- **EXPERIMENTE**
Copie sem alterações, do texto sobre a graça comum, o trecho que vai de "Alguém pode argumentar" até "Deus à humanidade.".

Um mundo caído com sinais da graça

Alguém pode argumentar que embora Deus seja o criador de todas as coisas, com a queda do homem a criação foi corrompida e é verdade, no entanto esta corrupção não é plena, pois aprouve a Deus manifestar o que a teologia reformada chama de “graça comum”. Não é um outro tipo de graça pois só há uma graça, mas uma forma de compreender a ação de Deus na história. Neste caso a graça comum não se refere a salvação dos homens, mas ao que é bom, belo e verdadeiro. A graça comum não salva, mas abençoa. Ela se manifesta em todo humanidade, na verdade é ela que viabiliza o cumprimento do mandato cultural dado por Deus à humanidade.

(Entradas da coleção)
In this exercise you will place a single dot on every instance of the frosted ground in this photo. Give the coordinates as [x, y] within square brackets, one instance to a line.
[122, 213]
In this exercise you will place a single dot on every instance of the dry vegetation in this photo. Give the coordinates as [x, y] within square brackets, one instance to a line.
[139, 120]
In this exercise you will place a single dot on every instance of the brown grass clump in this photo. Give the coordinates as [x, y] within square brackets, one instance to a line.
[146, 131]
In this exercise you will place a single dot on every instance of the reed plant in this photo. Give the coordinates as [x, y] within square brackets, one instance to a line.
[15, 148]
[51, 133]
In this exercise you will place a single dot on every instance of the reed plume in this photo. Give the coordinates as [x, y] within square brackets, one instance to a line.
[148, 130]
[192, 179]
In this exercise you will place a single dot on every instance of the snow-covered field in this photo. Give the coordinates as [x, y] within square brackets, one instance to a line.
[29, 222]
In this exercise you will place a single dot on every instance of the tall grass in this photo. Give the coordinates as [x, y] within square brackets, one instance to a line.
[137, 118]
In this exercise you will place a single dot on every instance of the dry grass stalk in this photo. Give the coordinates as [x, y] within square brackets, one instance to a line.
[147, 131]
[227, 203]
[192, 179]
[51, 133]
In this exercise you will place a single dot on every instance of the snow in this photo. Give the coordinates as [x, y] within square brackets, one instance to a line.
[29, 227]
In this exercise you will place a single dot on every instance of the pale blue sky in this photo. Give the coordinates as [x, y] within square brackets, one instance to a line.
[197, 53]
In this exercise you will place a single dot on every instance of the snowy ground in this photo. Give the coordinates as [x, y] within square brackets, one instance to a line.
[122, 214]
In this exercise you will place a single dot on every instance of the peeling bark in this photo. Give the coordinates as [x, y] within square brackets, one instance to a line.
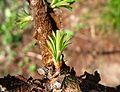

- **RESPOSTA**
Alguém pode argumentar que embora Deus seja o criador de todas as coisas, com a queda do homem a criação foi corrompida e é verdade, no entanto esta corrupção não é plena, pois aprouve a Deus manifestar o que a teologia reformada chama de “graça comum”. Não é um outro tipo de graça pois só há uma graça, mas uma forma de compreender a ação de Deus na história. Neste caso a graça comum não se refere a salvação dos homens, mas ao que é bom, belo e verdadeiro. A graça comum não salva, mas abençoa. Ela se manifesta em todo humanidade, na verdade é ela que viabiliza o cumprimento do mandato cultural dado por Deus à humanidade.